*** Provided data Section Begins ***

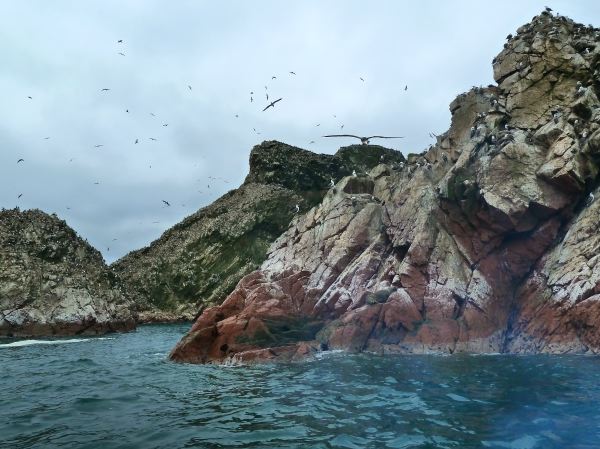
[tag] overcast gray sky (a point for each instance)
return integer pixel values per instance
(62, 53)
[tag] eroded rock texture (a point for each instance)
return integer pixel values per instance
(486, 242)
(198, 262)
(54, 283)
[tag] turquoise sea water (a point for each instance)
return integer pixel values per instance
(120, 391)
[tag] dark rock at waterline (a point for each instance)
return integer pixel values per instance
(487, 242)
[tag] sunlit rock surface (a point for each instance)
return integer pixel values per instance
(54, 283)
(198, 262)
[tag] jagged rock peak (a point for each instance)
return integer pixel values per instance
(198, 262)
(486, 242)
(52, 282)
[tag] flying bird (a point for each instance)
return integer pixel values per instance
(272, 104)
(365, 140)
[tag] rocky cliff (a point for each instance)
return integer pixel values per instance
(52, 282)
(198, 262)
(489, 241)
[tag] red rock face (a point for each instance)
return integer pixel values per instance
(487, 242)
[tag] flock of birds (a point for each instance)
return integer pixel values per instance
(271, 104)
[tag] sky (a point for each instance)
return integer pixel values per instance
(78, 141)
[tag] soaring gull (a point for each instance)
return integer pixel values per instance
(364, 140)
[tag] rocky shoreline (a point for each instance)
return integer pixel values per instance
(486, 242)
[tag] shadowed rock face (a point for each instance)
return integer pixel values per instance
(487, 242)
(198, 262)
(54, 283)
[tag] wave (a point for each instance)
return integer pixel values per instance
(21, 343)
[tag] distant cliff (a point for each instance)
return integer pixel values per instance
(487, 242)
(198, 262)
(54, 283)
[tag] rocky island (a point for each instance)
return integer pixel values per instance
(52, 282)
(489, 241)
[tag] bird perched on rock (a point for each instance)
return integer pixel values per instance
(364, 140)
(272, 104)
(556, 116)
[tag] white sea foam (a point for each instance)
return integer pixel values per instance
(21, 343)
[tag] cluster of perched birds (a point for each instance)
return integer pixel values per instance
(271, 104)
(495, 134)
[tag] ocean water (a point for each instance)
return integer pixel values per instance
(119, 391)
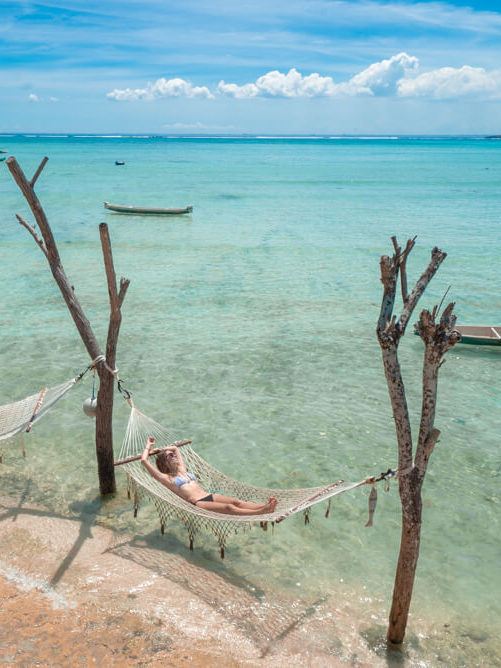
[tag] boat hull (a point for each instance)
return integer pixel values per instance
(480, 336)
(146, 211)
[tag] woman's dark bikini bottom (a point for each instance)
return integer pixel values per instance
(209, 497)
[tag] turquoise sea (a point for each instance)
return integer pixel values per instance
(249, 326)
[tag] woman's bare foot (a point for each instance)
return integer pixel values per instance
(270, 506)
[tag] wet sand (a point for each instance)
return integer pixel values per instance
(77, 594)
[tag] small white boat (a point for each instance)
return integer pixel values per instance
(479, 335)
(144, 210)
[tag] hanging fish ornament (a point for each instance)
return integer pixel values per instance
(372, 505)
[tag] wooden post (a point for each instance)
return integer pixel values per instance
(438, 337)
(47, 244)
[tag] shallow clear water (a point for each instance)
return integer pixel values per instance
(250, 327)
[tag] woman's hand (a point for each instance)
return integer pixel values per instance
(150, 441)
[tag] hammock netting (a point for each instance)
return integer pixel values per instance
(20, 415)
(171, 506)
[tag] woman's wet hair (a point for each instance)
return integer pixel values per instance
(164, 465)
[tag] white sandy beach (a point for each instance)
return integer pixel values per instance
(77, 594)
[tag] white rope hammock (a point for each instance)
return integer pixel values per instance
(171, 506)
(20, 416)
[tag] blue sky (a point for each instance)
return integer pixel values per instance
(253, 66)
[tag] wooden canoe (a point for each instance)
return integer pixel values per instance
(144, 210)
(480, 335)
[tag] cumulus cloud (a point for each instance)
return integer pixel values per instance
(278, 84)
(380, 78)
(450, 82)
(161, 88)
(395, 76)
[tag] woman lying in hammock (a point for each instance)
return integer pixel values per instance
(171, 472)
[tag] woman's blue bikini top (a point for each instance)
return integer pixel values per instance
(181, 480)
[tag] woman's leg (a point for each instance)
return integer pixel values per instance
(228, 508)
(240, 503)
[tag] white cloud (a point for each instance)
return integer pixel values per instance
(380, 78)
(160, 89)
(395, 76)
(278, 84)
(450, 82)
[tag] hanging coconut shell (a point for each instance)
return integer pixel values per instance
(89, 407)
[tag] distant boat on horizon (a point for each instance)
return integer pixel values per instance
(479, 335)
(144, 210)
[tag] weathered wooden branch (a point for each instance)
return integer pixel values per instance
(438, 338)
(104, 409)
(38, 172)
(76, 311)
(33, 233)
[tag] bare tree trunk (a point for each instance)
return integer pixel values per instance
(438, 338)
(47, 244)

*** Provided data Section Ends ***

* [What is required]: Which lines of the data contain the word "hammock"? Copy each one.

* [Written response]:
[tag] hammock netting (a point for each instance)
[tag] white rope hammock (a point for each instance)
[tag] woman lying in hammock (a point for each instance)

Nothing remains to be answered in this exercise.